● Texto apresentado
- - - -

Leston
Bandeira – África Monitor, opinião
Porque
Angola só vai ter uma economia a sério quando for um país bem governado. E a
boa governação faz-se da liberdade de pensamento e expressão e implica a
aceitação da discordância. Porque a diversificação tem de vir lado a lado com a
diversidade. Porque nem todos podemos concordar ou aceitar desvio de dinheiros
públicos para benefício de elites num país por reconstruir, onde a fome atinge
mais de 70 por cento da população
Angola
pediu hoje formalmente apoio financeiro ao Fundo Monetário Internacional (FMI),
uma instituição que no passado já questionou o país devido aos desvios do
dinheiro dos petróleos. Desta vez, que irá o FMI encontrar nas contas do regime
do MPLA? E até onde irão as exigências do fundo em termos de transparência das
contas e bom uso dos dinheiros públicos?
Os
anos do “boom” da indústria petrolífera trouxeram classe de novos ricos, com os
seus carros de luxo, casamentos caros e viagens de compras para Europa e
Estados Unidos. Luanda passou a ser conhecida como a cidade mais cara do mundo
para expatriados. Apesar de alguns investimentos na economia local, a quebra de
preços de petróleo em 2014 apanha o país totalmente desprevenido. As receitas e
as divisas começaram a escassear e os “kinguilas” (cambistas) voltam às ruas de
Luanda, lembrando o passado da guerra. Os bancos deixaram de emitir cartões de
crédito para uso no exterior. É sobretudo este segundo país que o FMI vai
encontrar.
A
questão que cada vez mais se ouve é como pode um país que encaixou quase 500
mil milhões de dólares nos últimos anos estar a restringir importações para
poupar divisas? Para onde foi o dinheiro?
"O
sentimento geral em Angola é que o dinheiro do petróleo ou foi mal gasto ou foi
gasto no estrangeiro, e que muito pouco contribuiu para criar postos de
trabalho ou para o desenvolvimento de comunidades locais ", afirmava recentemente
a antropóloga social Cristina Udelsmann Rodrigues, num artigo para o Instituto
Africano Nórdico.

- - - -

● Instruções das tarefas
(1) Segundo o texto sobre Angola e o FMI, que parte da população angolana é atingida pela fome?
(2) Transcreva todos os registos de anotação de posição tal como aparecem, linha a linha, sem incluir as imagens na resposta.

Registos de anotação de posição
- - - -

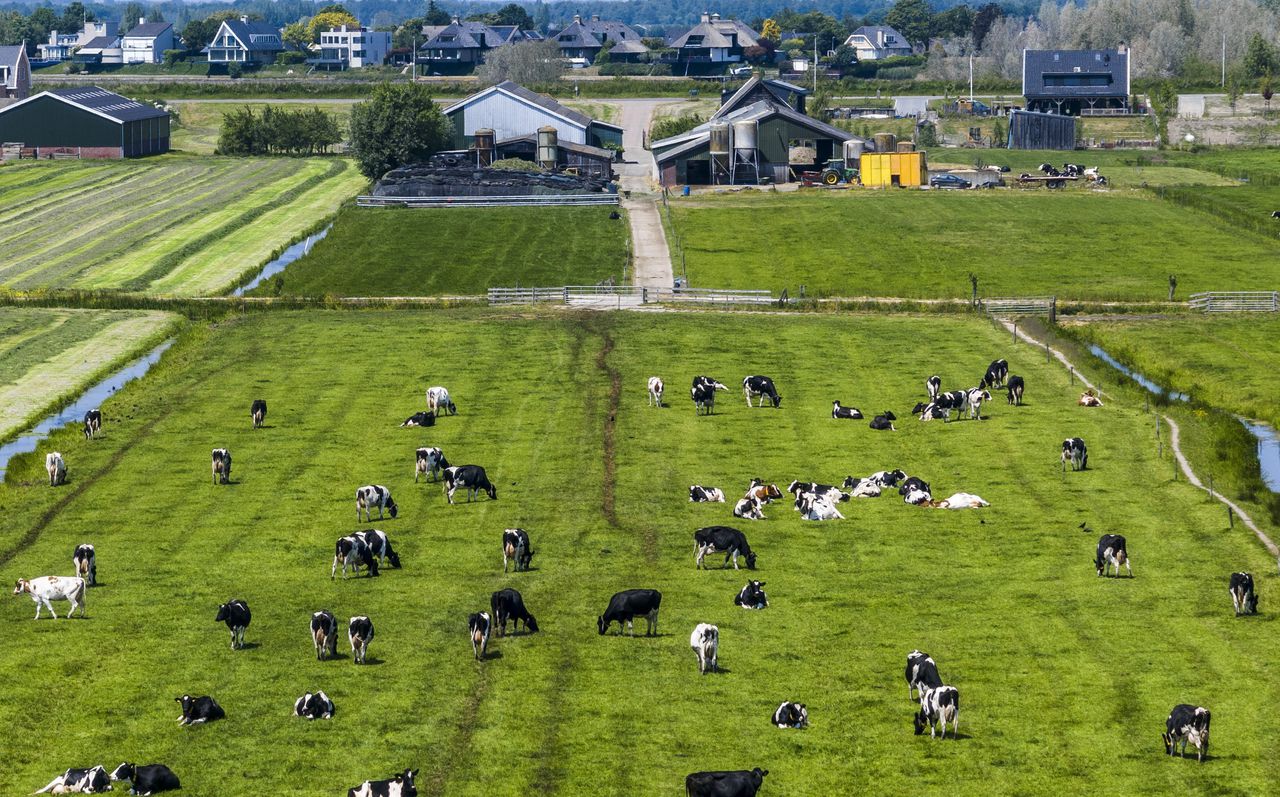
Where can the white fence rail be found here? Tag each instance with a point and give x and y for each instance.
(1237, 301)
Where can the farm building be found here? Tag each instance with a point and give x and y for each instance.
(85, 122)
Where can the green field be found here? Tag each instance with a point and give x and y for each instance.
(1065, 678)
(458, 251)
(172, 225)
(1078, 244)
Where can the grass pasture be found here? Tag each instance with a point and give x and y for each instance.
(1063, 676)
(170, 225)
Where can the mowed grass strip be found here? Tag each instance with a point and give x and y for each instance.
(924, 244)
(1061, 674)
(375, 251)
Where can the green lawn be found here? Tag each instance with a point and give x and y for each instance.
(1077, 244)
(458, 251)
(173, 225)
(1065, 678)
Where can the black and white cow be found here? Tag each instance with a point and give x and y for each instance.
(92, 781)
(722, 539)
(479, 626)
(760, 388)
(429, 461)
(86, 563)
(222, 466)
(1187, 723)
(314, 705)
(146, 778)
(922, 674)
(1077, 453)
(938, 706)
(752, 596)
(196, 710)
(92, 422)
(735, 783)
(472, 479)
(360, 633)
(374, 495)
(397, 786)
(627, 605)
(257, 411)
(1243, 596)
(1111, 554)
(237, 617)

- - - -

● Soluções dos exercícios
(1) Mais de 70 por cento da população.

(2)
Where can the white fence rail be found here? Tag each instance with a point and give x and y for each instance.
(1237, 301)
Where can the farm building be found here? Tag each instance with a point and give x and y for each instance.
(85, 122)
Where can the green field be found here? Tag each instance with a point and give x and y for each instance.
(1065, 678)
(458, 251)
(172, 225)
(1078, 244)
Where can the grass pasture be found here? Tag each instance with a point and give x and y for each instance.
(1063, 676)
(170, 225)
Where can the mowed grass strip be found here? Tag each instance with a point and give x and y for each instance.
(924, 244)
(1061, 674)
(375, 251)
Where can the green lawn be found here? Tag each instance with a point and give x and y for each instance.
(1077, 244)
(458, 251)
(173, 225)
(1065, 678)
Where can the black and white cow be found here? Tag each instance with a point and give x and y for each instance.
(92, 781)
(722, 539)
(479, 626)
(760, 388)
(429, 461)
(86, 563)
(222, 466)
(1187, 723)
(314, 705)
(146, 778)
(922, 674)
(1077, 453)
(938, 706)
(752, 596)
(196, 710)
(92, 422)
(735, 783)
(472, 479)
(360, 633)
(374, 495)
(397, 786)
(627, 605)
(257, 411)
(1243, 596)
(1111, 554)
(237, 617)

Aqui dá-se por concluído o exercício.